THE PROBLEM: Every line that contains the word "stem" should be copied from the records below.

Photo-based referring expression data:
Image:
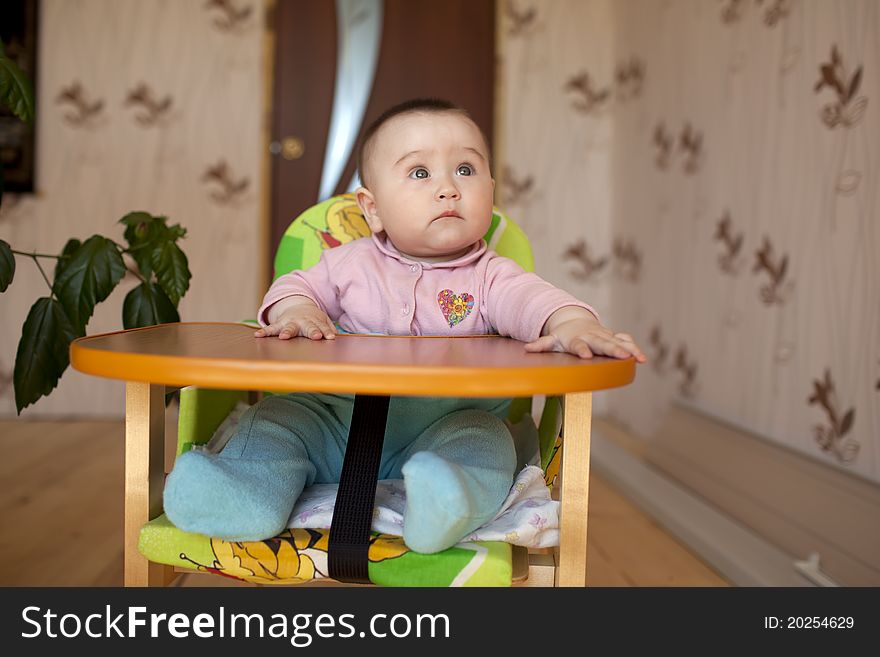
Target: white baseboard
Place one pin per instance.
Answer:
(738, 554)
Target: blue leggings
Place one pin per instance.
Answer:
(456, 457)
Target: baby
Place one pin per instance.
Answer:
(427, 197)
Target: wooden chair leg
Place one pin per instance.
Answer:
(144, 478)
(574, 477)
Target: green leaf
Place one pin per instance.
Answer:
(7, 266)
(142, 232)
(172, 270)
(42, 352)
(16, 90)
(69, 249)
(88, 278)
(146, 305)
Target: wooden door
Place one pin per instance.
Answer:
(443, 49)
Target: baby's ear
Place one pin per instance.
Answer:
(367, 203)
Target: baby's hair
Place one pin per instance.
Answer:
(413, 106)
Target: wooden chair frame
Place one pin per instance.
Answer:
(145, 458)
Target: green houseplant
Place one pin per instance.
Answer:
(85, 274)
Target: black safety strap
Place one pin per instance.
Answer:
(349, 544)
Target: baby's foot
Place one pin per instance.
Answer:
(238, 500)
(439, 503)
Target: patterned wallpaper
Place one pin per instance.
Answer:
(152, 106)
(710, 168)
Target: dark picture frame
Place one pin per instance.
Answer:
(18, 31)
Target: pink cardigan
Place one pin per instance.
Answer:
(367, 286)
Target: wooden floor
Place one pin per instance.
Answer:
(61, 516)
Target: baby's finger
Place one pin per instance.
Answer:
(266, 331)
(611, 347)
(328, 329)
(291, 330)
(544, 343)
(580, 348)
(633, 349)
(311, 329)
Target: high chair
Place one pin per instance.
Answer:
(299, 556)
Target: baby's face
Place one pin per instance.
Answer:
(430, 185)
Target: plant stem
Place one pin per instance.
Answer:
(46, 278)
(36, 255)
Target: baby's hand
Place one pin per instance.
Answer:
(578, 332)
(297, 316)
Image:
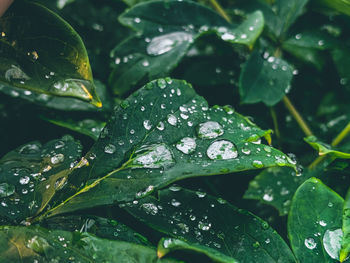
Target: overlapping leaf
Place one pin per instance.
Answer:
(30, 175)
(40, 52)
(211, 226)
(36, 244)
(150, 143)
(314, 223)
(166, 30)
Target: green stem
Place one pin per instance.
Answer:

RESULT:
Target: plant stem
Target: green stem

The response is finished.